Output the stretch from the line containing "[mark] street lamp" through the end of the entries as a JSON list of strings, one string per line, skipping blank lines and leaving out the pictures.

____ Input for this task

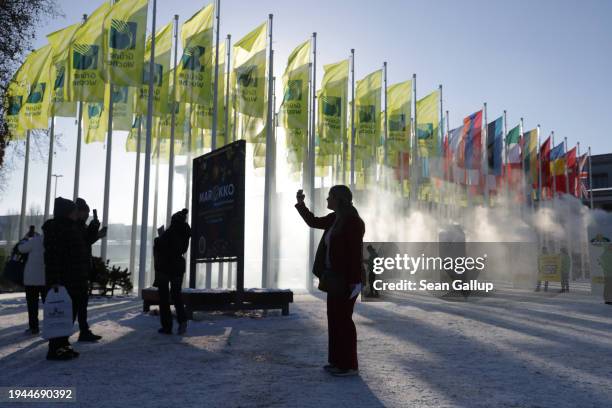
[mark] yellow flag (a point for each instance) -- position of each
(60, 41)
(85, 74)
(250, 69)
(428, 120)
(123, 107)
(35, 112)
(194, 69)
(161, 80)
(399, 99)
(95, 122)
(124, 35)
(332, 108)
(367, 117)
(294, 109)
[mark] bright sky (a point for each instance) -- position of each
(548, 61)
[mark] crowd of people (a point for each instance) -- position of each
(62, 256)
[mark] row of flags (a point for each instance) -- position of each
(102, 64)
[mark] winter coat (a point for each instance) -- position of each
(345, 247)
(34, 270)
(169, 249)
(66, 255)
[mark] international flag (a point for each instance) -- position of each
(557, 167)
(545, 162)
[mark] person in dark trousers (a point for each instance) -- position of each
(66, 264)
(33, 276)
(169, 263)
(90, 234)
(339, 254)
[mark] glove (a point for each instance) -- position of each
(355, 290)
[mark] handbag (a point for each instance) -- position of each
(13, 271)
(333, 283)
(57, 320)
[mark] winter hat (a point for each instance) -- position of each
(82, 204)
(62, 207)
(180, 217)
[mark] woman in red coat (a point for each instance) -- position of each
(338, 265)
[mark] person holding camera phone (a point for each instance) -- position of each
(90, 233)
(339, 265)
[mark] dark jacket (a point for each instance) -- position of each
(66, 255)
(169, 249)
(346, 243)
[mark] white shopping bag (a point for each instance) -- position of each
(57, 321)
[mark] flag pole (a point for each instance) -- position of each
(352, 178)
(173, 112)
(415, 148)
(539, 152)
(135, 203)
(567, 191)
(77, 166)
(147, 165)
(522, 145)
(24, 191)
(590, 181)
(268, 187)
(311, 155)
(213, 143)
(484, 156)
(109, 148)
(228, 42)
(155, 197)
(506, 164)
(49, 167)
(386, 127)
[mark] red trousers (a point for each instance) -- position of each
(342, 333)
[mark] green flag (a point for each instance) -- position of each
(294, 108)
(332, 108)
(161, 80)
(124, 35)
(35, 112)
(399, 100)
(250, 69)
(194, 69)
(85, 80)
(428, 119)
(60, 41)
(367, 117)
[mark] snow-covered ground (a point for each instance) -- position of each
(512, 349)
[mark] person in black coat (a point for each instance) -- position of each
(90, 234)
(66, 264)
(169, 263)
(339, 256)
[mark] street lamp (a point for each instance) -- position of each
(55, 190)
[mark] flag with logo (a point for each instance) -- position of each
(124, 42)
(398, 121)
(85, 74)
(557, 167)
(123, 106)
(250, 70)
(367, 118)
(60, 41)
(294, 107)
(530, 156)
(195, 67)
(95, 122)
(332, 113)
(428, 119)
(37, 75)
(161, 69)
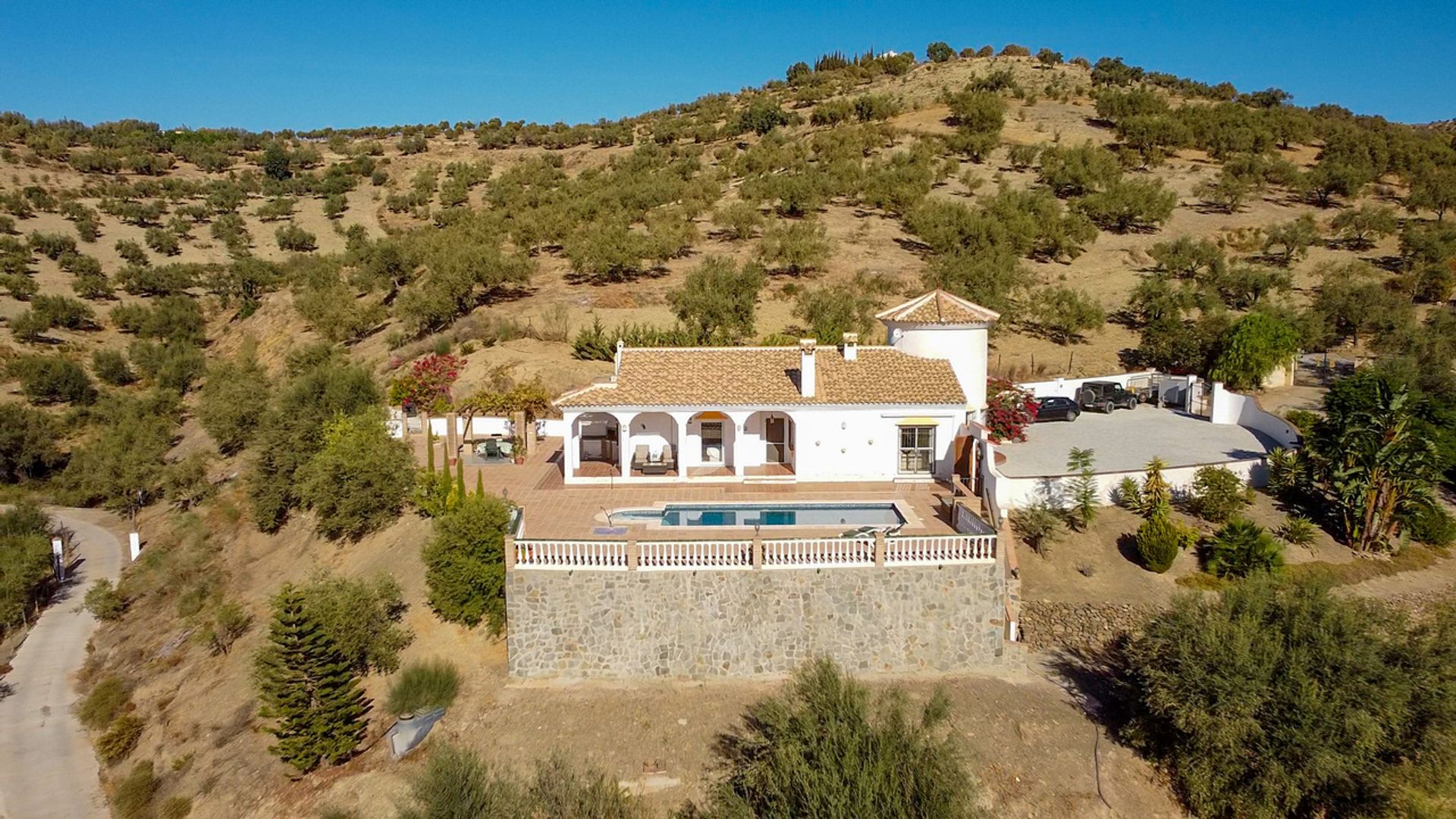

________

Response to the task
[
  "[mark] street lamp (a point for each instance) -- position of each",
  "(55, 190)",
  "[mark] flag with logo (a point for each instance) -- position of each",
  "(124, 42)",
  "(398, 121)",
  "(85, 74)",
  "(557, 167)",
  "(123, 106)",
  "(250, 70)",
  "(367, 118)",
  "(60, 41)",
  "(294, 107)",
  "(530, 156)",
  "(195, 67)",
  "(95, 122)",
  "(332, 113)",
  "(428, 119)",
  "(37, 75)",
  "(161, 69)"
]